* Objective: Reproduce all of the entries below with each "trace" swapped for "draw" and everything else unchanged. Omit the pictures from your output.

* Extracted material:
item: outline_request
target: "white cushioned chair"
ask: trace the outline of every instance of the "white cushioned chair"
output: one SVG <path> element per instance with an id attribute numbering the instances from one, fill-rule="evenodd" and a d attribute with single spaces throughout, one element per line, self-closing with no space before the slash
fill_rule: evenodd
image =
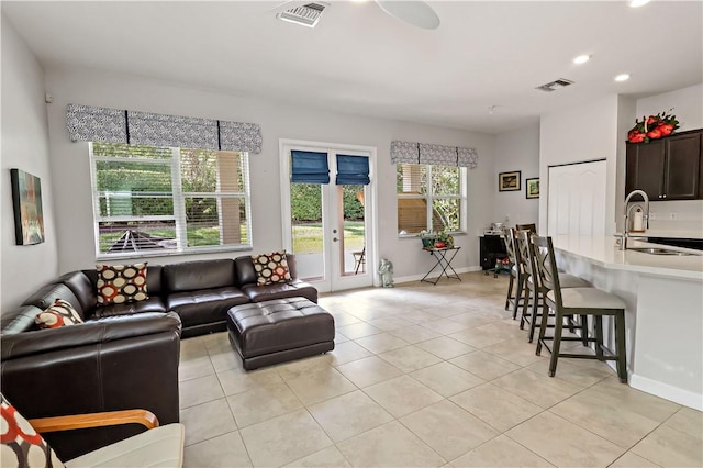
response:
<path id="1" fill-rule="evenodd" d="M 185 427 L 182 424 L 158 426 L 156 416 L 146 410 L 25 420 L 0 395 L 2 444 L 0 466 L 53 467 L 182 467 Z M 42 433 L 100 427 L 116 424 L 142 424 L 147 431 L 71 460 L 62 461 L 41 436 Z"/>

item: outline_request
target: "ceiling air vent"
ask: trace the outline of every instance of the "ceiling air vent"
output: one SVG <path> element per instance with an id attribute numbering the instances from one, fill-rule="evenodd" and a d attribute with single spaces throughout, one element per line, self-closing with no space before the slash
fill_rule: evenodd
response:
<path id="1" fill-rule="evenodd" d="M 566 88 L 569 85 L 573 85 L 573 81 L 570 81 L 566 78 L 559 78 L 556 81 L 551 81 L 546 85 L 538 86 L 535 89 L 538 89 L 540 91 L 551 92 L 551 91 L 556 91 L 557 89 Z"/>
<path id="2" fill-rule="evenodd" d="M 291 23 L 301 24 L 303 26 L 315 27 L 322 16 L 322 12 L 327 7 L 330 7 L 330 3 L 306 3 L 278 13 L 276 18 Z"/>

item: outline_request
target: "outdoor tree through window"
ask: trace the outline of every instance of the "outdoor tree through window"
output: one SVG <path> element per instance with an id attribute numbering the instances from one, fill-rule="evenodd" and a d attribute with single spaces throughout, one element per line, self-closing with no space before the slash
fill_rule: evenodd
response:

* Written solution:
item: outline_request
target: "white cushioned chair"
ask: draw the outline of every instance of the "white cushioned chair"
output: one SVG <path> element per instance with an id attribute numbering the instances from one, fill-rule="evenodd" and a d attribute with single spaces throughout, one element per line, self-closing with no space before the slash
fill_rule: evenodd
image =
response:
<path id="1" fill-rule="evenodd" d="M 185 427 L 182 424 L 158 426 L 156 416 L 146 410 L 25 420 L 0 395 L 2 444 L 0 466 L 53 467 L 182 467 Z M 42 433 L 100 427 L 116 424 L 142 424 L 147 431 L 71 460 L 62 461 L 41 436 Z"/>

item: outline_request
target: "ceiling air vent"
ask: draw the outline of every instance of the "ceiling air vent"
output: one SVG <path> element per instance with an id attribute numbering the instances from one, fill-rule="evenodd" and a d attribute with single spaces throughout, one element per line, self-closing with no space before the slash
fill_rule: evenodd
response:
<path id="1" fill-rule="evenodd" d="M 566 88 L 569 85 L 573 85 L 573 81 L 570 81 L 566 78 L 559 78 L 556 81 L 551 81 L 546 85 L 538 86 L 535 89 L 538 89 L 540 91 L 551 92 L 551 91 L 556 91 L 557 89 Z"/>
<path id="2" fill-rule="evenodd" d="M 291 23 L 301 24 L 303 26 L 315 27 L 322 16 L 322 12 L 327 7 L 330 7 L 330 3 L 306 3 L 278 13 L 276 18 Z"/>

item: outline_request
target: "outdoor tree through window"
ask: draw the outline of every instance of the "outdoor tree through window"
output: one SVG <path> element per instance with an id attribute numbering the instances from one, fill-rule="evenodd" and a d attribute with single spaces throughout, one element per line, self-closing with no space before the slash
fill_rule: evenodd
response:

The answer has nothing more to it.